- Exercise instructions: Continue the calorimetry problem about heating water in an insulated kettle, picking up right after its last sentence.

- Passage shown:
+ + + + + + +

Calorimetry

Question

Two litres of water (density = 1 g/ml) in an open lid insulated kettle is heated by an electric heater of power 1 kW. The heat is lost from the lid at the rate of 160 J/s. The time taken for heating water (specific heat capacity $4.2\mathrm{kJ}{\mathrm{kg}}^{-1}{\mathrm{K}}^{-1}$) from 20°C to 75°C is ___seconds.

+ + + + + + +

- Supplied entries:
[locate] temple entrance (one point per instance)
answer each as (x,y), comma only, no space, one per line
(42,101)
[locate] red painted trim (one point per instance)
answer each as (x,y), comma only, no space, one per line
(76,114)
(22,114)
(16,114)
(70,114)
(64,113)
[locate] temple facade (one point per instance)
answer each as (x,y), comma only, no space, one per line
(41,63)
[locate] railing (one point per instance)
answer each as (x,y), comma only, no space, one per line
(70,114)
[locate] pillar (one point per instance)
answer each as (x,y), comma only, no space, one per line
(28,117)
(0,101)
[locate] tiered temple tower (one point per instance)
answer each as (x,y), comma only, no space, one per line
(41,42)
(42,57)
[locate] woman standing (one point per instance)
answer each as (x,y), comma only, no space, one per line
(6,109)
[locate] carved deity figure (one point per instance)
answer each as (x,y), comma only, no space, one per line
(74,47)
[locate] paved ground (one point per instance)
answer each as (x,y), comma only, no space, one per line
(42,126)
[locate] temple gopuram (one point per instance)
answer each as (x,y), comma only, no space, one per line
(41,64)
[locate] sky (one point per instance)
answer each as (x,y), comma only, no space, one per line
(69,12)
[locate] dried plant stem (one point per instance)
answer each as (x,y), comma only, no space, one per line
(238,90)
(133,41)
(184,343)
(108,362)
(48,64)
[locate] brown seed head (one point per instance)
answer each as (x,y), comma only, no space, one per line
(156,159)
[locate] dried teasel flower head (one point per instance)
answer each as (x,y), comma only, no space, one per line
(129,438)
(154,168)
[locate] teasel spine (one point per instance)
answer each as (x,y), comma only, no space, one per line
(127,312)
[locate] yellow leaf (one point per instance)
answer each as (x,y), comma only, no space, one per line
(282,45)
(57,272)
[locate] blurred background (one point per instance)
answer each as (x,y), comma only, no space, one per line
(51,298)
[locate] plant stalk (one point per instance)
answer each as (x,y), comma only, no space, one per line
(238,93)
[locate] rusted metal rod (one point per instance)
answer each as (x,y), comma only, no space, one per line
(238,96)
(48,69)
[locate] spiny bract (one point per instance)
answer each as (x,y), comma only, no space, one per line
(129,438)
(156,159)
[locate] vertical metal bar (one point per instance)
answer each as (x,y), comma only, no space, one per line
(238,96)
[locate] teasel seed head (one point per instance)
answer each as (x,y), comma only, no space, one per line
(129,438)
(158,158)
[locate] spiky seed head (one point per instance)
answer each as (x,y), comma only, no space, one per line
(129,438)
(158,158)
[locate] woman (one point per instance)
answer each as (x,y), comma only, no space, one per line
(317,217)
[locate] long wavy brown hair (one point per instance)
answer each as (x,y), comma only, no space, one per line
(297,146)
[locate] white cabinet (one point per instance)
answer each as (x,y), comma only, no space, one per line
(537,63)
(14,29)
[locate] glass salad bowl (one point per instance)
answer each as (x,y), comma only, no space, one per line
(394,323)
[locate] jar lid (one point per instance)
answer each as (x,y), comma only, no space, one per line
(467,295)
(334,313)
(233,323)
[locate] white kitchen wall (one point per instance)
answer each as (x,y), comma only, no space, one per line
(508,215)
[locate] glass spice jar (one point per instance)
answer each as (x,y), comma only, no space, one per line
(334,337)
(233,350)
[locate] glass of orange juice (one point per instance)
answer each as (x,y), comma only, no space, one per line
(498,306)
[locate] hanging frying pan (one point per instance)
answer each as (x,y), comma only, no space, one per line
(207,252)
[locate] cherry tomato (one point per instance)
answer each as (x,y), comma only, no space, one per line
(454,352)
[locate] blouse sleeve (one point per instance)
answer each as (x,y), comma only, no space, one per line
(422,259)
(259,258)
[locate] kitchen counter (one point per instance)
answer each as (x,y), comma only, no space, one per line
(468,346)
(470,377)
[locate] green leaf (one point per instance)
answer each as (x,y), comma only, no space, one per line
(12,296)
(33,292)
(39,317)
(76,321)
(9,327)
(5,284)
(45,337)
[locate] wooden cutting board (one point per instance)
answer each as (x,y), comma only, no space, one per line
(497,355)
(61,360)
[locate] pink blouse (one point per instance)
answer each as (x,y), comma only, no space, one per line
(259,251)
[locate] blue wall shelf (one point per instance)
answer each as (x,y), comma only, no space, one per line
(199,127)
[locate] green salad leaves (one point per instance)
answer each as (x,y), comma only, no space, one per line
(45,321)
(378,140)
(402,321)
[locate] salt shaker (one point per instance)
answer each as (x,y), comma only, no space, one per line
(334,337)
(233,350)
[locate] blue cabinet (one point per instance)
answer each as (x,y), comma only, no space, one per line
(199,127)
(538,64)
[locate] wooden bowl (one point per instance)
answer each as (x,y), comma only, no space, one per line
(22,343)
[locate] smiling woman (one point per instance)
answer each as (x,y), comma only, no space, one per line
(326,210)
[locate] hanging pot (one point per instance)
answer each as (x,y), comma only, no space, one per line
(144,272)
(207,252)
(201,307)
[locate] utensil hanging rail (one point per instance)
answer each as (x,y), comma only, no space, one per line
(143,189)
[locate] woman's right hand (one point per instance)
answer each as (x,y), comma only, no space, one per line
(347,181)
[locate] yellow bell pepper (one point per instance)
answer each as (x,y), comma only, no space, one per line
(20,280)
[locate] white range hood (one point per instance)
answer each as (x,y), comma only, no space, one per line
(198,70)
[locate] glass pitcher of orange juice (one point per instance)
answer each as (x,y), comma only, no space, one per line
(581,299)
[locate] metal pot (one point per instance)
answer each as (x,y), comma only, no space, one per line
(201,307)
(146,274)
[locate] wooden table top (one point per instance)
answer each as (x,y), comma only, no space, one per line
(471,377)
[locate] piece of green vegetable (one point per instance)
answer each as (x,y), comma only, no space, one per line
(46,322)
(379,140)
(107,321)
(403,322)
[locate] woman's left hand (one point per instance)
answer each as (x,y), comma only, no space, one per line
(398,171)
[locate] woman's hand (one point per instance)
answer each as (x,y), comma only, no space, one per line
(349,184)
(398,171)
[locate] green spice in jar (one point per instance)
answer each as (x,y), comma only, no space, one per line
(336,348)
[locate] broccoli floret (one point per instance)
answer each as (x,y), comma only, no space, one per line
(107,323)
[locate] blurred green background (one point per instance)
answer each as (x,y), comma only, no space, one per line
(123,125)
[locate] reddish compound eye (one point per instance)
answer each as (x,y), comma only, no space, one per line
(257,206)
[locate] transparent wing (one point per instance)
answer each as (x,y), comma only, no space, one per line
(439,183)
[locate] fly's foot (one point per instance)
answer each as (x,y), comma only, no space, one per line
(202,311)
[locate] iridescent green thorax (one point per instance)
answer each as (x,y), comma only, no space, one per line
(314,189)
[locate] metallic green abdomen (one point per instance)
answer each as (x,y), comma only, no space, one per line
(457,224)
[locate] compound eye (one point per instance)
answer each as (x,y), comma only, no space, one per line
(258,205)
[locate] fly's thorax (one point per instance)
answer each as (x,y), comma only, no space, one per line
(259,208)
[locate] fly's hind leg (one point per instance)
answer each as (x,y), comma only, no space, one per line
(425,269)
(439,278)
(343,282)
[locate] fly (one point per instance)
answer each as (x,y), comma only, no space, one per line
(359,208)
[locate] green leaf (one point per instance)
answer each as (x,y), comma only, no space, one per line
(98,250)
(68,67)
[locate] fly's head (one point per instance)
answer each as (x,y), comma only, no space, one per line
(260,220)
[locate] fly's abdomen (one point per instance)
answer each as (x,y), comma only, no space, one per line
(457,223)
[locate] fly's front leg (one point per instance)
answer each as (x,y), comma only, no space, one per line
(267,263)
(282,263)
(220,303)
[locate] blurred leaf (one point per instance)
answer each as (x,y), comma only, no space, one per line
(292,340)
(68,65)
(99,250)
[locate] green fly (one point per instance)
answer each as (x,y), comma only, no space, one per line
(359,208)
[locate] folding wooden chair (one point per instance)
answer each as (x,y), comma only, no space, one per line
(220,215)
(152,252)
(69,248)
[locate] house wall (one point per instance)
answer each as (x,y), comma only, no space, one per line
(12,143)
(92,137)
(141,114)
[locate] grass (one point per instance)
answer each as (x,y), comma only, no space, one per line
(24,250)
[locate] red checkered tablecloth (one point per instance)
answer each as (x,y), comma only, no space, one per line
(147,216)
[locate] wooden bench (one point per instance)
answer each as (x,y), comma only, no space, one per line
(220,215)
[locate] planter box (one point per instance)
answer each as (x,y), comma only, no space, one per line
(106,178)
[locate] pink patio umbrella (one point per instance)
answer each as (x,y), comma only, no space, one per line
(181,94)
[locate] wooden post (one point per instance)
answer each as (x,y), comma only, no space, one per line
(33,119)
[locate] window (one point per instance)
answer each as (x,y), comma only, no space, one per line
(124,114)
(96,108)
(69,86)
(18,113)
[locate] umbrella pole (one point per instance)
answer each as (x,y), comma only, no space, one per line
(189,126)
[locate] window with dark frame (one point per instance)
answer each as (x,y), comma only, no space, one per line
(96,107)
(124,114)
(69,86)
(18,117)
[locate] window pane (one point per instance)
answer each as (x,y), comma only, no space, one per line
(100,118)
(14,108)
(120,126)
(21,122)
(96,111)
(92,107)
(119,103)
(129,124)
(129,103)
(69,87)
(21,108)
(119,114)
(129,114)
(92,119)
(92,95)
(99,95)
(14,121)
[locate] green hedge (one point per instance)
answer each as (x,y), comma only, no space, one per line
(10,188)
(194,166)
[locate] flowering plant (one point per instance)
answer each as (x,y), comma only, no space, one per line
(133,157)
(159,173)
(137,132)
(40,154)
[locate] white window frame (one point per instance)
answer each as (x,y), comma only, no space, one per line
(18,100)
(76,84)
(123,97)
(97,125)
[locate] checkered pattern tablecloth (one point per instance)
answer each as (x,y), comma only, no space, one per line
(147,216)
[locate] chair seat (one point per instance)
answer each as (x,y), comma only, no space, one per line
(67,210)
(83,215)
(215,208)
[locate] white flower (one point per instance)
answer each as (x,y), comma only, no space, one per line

+ + + + + + +

- Answer:
Moderate

Solution

Mass of 2 litres of water = 2 kg. Heat energy needed to raise the temperature of2 kg of water from 20°C to 75°C is

$Q=2\times \left(4.2\times {10}^{3}\right)\times 55=4.62\times {10}^{5}\mathrm{J}$

If t is the time taken, heat energy supplied by the heater in time t is

${\mathrm{Q}}_{1}=(\text{power}\times \text{time})=1000\mathrm{t}\text{joule}$

Heat energy lost in time t is

${\mathrm{Q}}_{2}=160\mathrm{t}\text{joule}$

Heat energy available for heating water is

$\mathrm{Q}={\mathrm{Q}}_{1}-{\mathrm{Q}}_{2}=840\mathrm{t}$

Equating $\mathrm{Q}={\mathrm{Q}}^{\mathrm{\prime}}$, we get $\mathrm{t}\simeq 550\mathrm{s}$.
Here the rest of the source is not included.